**TASK BRIEF**
Could you rewrite the stretch from the line containing "Exercise. Mark the ponytail" through the last line below as a Markdown table with the columns No. and Line, numbering each row and leaving out blank lines?

**Raw lines**
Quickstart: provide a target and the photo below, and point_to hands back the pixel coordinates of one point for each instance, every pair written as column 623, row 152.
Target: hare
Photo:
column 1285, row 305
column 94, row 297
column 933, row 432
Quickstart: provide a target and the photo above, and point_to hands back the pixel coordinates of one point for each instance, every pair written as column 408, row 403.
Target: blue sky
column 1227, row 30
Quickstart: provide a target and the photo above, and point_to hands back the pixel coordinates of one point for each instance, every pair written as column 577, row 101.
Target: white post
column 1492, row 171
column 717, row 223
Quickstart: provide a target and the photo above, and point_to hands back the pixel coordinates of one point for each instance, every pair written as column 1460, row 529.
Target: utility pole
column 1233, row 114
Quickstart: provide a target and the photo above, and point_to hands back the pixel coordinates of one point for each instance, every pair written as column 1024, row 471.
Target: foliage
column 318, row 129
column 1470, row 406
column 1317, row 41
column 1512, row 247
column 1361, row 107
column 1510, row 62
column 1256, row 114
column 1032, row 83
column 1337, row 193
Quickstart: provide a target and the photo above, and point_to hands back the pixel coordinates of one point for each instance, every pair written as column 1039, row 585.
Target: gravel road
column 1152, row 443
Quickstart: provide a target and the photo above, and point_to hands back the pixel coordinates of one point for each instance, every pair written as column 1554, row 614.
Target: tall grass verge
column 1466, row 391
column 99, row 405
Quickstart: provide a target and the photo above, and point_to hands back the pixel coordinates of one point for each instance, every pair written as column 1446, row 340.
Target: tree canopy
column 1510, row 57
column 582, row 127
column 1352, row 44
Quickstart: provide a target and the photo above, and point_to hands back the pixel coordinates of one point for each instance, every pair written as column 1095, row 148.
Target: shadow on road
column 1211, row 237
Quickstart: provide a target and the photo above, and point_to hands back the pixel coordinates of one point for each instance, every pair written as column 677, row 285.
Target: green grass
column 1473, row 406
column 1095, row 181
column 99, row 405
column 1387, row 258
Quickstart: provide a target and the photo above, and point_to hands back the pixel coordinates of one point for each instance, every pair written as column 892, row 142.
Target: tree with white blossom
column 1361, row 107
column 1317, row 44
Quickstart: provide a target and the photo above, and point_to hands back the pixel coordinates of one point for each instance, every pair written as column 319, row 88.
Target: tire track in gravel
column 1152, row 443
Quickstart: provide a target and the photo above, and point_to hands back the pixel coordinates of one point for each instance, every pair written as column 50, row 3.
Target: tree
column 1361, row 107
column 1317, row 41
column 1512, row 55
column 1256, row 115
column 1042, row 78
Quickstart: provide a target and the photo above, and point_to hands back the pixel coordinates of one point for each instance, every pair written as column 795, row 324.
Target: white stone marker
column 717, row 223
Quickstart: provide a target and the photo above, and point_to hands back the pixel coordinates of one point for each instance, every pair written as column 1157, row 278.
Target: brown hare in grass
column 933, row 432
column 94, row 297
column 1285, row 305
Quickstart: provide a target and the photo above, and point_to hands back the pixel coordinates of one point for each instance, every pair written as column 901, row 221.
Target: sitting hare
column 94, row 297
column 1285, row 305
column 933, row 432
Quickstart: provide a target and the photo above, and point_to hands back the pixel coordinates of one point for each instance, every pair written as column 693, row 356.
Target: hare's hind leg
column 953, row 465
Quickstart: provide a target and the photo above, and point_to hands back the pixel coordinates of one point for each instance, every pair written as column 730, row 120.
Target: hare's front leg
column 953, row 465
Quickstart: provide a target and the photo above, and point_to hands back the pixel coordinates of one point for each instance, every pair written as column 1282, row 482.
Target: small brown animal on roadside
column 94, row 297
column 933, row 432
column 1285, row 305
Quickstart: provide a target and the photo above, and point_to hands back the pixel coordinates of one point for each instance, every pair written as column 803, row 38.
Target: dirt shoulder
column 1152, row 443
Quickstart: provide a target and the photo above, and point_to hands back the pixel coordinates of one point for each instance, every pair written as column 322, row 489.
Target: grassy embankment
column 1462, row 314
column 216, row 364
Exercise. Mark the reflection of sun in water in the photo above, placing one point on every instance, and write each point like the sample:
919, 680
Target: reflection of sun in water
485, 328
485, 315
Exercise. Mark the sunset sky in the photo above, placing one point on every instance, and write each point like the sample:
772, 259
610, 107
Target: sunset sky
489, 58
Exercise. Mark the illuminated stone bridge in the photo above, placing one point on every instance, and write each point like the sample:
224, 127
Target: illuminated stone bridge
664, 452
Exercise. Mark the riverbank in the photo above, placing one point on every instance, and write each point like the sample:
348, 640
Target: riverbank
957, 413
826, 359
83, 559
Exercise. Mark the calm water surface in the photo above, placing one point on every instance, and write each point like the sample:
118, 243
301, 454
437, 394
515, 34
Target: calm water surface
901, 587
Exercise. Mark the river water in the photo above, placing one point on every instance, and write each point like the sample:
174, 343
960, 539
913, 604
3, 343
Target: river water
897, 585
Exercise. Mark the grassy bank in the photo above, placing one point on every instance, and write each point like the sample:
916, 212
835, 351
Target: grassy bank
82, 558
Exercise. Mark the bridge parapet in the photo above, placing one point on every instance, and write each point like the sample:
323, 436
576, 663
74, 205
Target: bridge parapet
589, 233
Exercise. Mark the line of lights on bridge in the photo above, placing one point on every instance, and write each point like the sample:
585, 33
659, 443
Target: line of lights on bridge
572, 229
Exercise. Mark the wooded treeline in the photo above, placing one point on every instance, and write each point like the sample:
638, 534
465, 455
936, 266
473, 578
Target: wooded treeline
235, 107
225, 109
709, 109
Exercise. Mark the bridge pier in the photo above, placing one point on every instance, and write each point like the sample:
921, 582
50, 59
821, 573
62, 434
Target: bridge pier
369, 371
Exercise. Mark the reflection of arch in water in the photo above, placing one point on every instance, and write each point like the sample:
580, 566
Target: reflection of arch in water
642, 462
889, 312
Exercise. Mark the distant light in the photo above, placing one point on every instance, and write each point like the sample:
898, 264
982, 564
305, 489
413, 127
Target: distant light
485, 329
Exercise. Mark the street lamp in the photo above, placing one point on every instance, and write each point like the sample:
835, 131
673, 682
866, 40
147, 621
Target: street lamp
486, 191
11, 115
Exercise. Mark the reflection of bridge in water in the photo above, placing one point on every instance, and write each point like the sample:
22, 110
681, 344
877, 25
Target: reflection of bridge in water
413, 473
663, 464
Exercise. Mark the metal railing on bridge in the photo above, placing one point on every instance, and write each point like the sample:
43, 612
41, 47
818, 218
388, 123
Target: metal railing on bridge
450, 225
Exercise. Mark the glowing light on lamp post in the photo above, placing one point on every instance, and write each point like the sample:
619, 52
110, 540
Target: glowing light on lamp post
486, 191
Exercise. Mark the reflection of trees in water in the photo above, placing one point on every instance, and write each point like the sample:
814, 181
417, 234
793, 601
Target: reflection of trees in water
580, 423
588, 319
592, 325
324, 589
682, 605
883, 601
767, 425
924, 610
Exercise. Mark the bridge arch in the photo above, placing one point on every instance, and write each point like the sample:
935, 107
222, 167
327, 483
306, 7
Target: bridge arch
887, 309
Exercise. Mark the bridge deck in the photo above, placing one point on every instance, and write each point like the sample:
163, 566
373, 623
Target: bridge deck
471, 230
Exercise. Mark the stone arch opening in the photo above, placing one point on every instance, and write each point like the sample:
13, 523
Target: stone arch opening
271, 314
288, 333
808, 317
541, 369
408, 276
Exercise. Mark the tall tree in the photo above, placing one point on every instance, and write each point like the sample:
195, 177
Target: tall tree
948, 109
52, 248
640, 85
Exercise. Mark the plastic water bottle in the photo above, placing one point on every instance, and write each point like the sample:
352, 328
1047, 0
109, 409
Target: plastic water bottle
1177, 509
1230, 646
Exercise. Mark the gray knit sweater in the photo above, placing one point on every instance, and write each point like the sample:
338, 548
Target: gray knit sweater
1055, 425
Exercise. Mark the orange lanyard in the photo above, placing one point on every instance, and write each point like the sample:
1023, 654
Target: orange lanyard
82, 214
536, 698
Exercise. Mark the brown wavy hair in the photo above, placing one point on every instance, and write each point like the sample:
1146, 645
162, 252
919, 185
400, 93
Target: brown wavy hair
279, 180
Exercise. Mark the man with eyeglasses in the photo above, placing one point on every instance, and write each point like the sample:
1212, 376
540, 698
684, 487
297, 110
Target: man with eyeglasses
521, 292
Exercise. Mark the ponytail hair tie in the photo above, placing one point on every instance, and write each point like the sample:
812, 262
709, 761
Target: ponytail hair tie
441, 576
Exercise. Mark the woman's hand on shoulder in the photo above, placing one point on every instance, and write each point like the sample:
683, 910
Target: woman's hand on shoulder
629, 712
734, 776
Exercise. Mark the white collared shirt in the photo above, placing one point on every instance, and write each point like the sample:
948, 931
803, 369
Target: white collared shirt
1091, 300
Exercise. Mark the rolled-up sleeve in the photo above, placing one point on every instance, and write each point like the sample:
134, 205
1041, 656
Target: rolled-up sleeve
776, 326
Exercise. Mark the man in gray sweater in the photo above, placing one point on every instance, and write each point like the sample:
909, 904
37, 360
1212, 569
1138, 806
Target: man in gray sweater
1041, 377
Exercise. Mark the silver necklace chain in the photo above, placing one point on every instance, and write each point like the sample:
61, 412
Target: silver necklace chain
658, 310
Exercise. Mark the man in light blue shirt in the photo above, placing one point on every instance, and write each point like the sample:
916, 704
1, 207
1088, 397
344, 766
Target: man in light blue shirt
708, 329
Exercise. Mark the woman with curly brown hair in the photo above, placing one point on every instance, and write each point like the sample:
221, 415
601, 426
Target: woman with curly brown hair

**RESPONSE FOR THIS EXERCISE**
| No. | Line |
|---|---|
| 1 | Exercise. Mark the ponytail hair tie in the photo above, placing one point on every instance, and write each point like the sample: |
| 2 | 812, 262 |
| 3 | 709, 761 |
| 4 | Target: ponytail hair tie |
| 5 | 441, 576 |
| 6 | Exercise. Mark the woman's hand on shoulder in the photo above, placing one point on every instance, and write each point like the sample: |
| 7 | 683, 910 |
| 8 | Target: woman's hand on shoulder |
| 9 | 629, 712 |
| 10 | 734, 776 |
| 11 | Exercise. Mark the white collared shirt in the photo above, placing one point on every instance, and write each point like the sample: |
| 12 | 948, 931 |
| 13 | 803, 369 |
| 14 | Target: white collared shirt |
| 15 | 1091, 300 |
| 16 | Exercise. Mark the rolled-up sleeve in the photo above, placing one point on every instance, and write each point like the sample: |
| 17 | 134, 205 |
| 18 | 1041, 656 |
| 19 | Target: rolled-up sleeve |
| 20 | 776, 326 |
| 21 | Exercise. Mark the man in gray sweater in the photo above, placing one point on every instance, and write each point like the sample: |
| 22 | 909, 904 |
| 23 | 37, 360 |
| 24 | 1212, 569 |
| 25 | 1138, 806 |
| 26 | Target: man in gray sweater |
| 27 | 1041, 377 |
| 28 | Exercise. Mark the silver necklace chain in the photo above, placing one point on every instance, and write each point like the sample: |
| 29 | 61, 412 |
| 30 | Target: silver necklace chain |
| 31 | 658, 310 |
| 32 | Exercise. Mark the man in light blue shirt in the photo above, placing one point on every instance, and write each point like the sample: |
| 33 | 916, 704 |
| 34 | 1, 207 |
| 35 | 1088, 397 |
| 36 | 344, 766 |
| 37 | Target: man in light blue shirt |
| 38 | 708, 329 |
| 39 | Exercise. Mark the woman with curly brown hair in the photo above, placing one point on every instance, and write each point like the sample: |
| 40 | 221, 415 |
| 41 | 601, 426 |
| 42 | Target: woman with curly brown hair |